**** DATASET RECORDS ****

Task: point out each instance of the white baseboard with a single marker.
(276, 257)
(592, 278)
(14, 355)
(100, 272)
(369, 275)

****

GOAL - Update the rows above by replacing "white baseboard" with "white skirting board" and leaving everything else unchanged.

THE REPLY -
Task: point out each instance of the white skirting board with a single marker.
(276, 257)
(592, 278)
(14, 355)
(100, 272)
(369, 275)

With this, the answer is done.